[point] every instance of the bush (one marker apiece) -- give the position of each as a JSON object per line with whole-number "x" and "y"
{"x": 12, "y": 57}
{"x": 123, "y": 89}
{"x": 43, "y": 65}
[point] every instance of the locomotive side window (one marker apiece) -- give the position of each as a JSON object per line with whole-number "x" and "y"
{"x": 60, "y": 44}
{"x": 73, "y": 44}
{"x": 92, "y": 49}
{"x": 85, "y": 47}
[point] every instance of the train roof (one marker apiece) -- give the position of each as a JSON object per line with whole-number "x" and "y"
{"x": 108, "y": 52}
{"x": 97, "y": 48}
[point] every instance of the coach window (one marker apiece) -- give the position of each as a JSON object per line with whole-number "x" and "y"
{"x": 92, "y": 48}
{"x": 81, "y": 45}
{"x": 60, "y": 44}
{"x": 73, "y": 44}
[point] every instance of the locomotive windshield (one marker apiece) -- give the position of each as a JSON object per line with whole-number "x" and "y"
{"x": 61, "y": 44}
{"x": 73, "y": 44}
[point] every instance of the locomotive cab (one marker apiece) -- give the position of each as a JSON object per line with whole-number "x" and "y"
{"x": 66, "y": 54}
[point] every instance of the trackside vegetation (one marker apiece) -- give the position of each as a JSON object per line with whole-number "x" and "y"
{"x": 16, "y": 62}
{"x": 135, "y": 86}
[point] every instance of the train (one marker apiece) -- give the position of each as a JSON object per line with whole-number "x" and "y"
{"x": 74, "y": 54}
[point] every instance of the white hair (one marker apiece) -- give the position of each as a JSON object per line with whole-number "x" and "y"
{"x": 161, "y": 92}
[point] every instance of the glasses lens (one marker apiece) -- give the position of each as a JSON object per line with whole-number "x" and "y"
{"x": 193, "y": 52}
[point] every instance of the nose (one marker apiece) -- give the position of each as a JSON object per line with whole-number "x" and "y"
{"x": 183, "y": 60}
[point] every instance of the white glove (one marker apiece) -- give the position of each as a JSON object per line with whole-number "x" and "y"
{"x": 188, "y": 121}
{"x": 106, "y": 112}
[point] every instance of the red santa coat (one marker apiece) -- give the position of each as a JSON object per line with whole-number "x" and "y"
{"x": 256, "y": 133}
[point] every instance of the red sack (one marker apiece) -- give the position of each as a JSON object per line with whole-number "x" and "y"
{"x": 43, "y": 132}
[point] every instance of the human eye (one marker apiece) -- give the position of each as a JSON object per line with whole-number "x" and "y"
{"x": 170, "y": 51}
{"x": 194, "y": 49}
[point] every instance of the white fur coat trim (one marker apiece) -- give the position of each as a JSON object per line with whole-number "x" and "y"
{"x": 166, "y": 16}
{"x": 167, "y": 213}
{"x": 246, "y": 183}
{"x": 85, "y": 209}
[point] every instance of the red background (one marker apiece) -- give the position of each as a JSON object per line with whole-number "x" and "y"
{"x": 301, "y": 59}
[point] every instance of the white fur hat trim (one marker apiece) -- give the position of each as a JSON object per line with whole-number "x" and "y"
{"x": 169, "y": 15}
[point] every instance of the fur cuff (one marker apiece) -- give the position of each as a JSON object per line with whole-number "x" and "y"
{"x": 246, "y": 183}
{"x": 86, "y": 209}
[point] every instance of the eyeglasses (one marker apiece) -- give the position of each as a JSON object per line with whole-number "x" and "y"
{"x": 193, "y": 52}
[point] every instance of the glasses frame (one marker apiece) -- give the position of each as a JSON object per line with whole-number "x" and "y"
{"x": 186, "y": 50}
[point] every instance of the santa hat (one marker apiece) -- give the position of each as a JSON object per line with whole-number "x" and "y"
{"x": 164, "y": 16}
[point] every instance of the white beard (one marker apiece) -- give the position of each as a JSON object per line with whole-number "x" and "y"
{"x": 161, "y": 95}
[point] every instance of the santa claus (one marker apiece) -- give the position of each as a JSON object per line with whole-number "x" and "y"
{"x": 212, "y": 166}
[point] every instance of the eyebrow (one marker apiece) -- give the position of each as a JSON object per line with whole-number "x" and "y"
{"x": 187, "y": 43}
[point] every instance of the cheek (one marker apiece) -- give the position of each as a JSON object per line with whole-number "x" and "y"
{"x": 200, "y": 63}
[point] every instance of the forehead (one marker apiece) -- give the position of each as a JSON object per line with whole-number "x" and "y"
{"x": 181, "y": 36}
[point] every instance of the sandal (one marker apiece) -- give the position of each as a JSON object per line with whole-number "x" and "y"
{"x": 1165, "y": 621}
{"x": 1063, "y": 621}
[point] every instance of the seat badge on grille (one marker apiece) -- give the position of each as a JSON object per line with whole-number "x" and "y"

• • • • • • •

▶ _WHAT TO DO_
Reproduce all the data word for word.

▶ _RESULT OF THIS EXERCISE_
[point] every instance of the bush (one marker apiece) -- give the position of each as a JSON object per line with whole-number "x" and "y"
{"x": 12, "y": 57}
{"x": 123, "y": 89}
{"x": 43, "y": 65}
[point] every instance of the locomotive side window (one marker apiece) -- give the position of each as a JSON object per line with whole-number "x" and "y"
{"x": 60, "y": 44}
{"x": 73, "y": 44}
{"x": 92, "y": 49}
{"x": 85, "y": 47}
[point] every instance of the train roof (one marker apiece) -- give the position of each as a JSON object per line with whole-number "x" and "y"
{"x": 108, "y": 52}
{"x": 97, "y": 48}
[point] every instance of the coach window (one marker apiece) -- give the position of each as a JSON object per line with whole-number "x" and "y"
{"x": 92, "y": 48}
{"x": 81, "y": 45}
{"x": 60, "y": 44}
{"x": 73, "y": 44}
[point] every instance of the locomotive windshield (one marker apiece) -- give the position of each as a JSON object per line with whole-number "x" and "y"
{"x": 61, "y": 44}
{"x": 73, "y": 44}
[point] every instance of the locomotive cab (one marker apiece) -- give the position of each as a JSON object per line with whole-number "x" and "y"
{"x": 66, "y": 54}
[point] every instance of the trackside vegetation (one marker apiece) -- give the position of each as a JSON object per line with whole-number "x" and "y"
{"x": 16, "y": 62}
{"x": 135, "y": 86}
[point] every instance of the train (one marker apiece) -- give the position of each as a JSON object per line with whole-number "x" and "y"
{"x": 74, "y": 54}
[point] every instance of the white hair (one marker apiece) -- give the position of each as a JSON object per line with whole-number "x" and "y"
{"x": 161, "y": 92}
[point] every instance of the glasses lens (one marker apiece) -- give the position of each as a JSON object per line with whole-number "x" and "y"
{"x": 193, "y": 52}
[point] every instance of the nose (one marker apiece) -- give the position of each as a JSON object per line with whole-number "x" and "y"
{"x": 183, "y": 60}
[point] every instance of the white glove (one marker apiece) -- give the position of each as a JSON object per line with whole-number "x" and "y"
{"x": 188, "y": 121}
{"x": 106, "y": 112}
[point] every instance of the red santa coat (one marker apiece) -- give the position of each as a JSON object per line with whole-number "x" and "y"
{"x": 256, "y": 133}
[point] every instance of the red sack (one marker apiece) -- give the position of each as a JSON object per line with whole-number "x" and "y"
{"x": 43, "y": 132}
[point] every instance of the human eye (one marker apiece) -- give the position of each as a JSON object per line with whole-number "x" and "y"
{"x": 170, "y": 51}
{"x": 194, "y": 49}
[point] every instance of the white fur coat trim (one marker apiece) -- give the position of each as a JSON object per line with whole-number "x" and "y"
{"x": 166, "y": 16}
{"x": 167, "y": 213}
{"x": 246, "y": 183}
{"x": 85, "y": 209}
[point] every instance of the red background (one marker apiece) -- give the position of each as a JSON object per line with whole-number "x" and "y"
{"x": 301, "y": 59}
[point] every instance of the white fur hat trim (one marker apiece) -- give the position of each as a JSON object per line with whole-number "x" and "y"
{"x": 169, "y": 15}
[point] every instance of the fur cuff (one marker apiece) -- give the position of each as a JSON object per line with whole-number "x" and "y"
{"x": 246, "y": 183}
{"x": 86, "y": 209}
[point] every instance of the eyeglasses (one marker apiece) -- give the position of each as a JSON object per line with whole-number "x" and "y"
{"x": 193, "y": 52}
[point] every instance of the glasses frame (one marker apiece) -- give the position of each as a JSON object per line with whole-number "x" and "y"
{"x": 186, "y": 50}
[point] every instance of the santa hat (one marker apiece) -- give the position of each as a JSON object per line with whole-number "x" and "y"
{"x": 164, "y": 16}
[point] every instance of the white beard (one marker apiece) -- give the position of each as a JSON object per line with whole-number "x" and "y"
{"x": 161, "y": 95}
[point] every instance of the santa claus (one marker apiece) -- give the position of each as a JSON object per line with whole-number "x" and "y"
{"x": 212, "y": 166}
[point] every instance of the eyebrow (one marker apiece) -- give the position of each as a JSON object per line with whole-number "x" and "y"
{"x": 187, "y": 43}
[point] every instance of the cheek (one marker apiece) -- give the position of each as a JSON object per line with whole-number "x" and "y"
{"x": 200, "y": 63}
[point] every instance of the forehead (one marker apiece) -- give the position of each as a JSON object per line with whole-number "x" and "y"
{"x": 181, "y": 36}
[point] every instance of the sandal (one marker apiece) -- give the position of each as a JSON object per line with whole-number "x" and "y"
{"x": 1165, "y": 621}
{"x": 1063, "y": 621}
[point] every instance of the seat badge on grille (one marker apiece) -- give the position of each as a JSON object per line with whole-number "x" and "y"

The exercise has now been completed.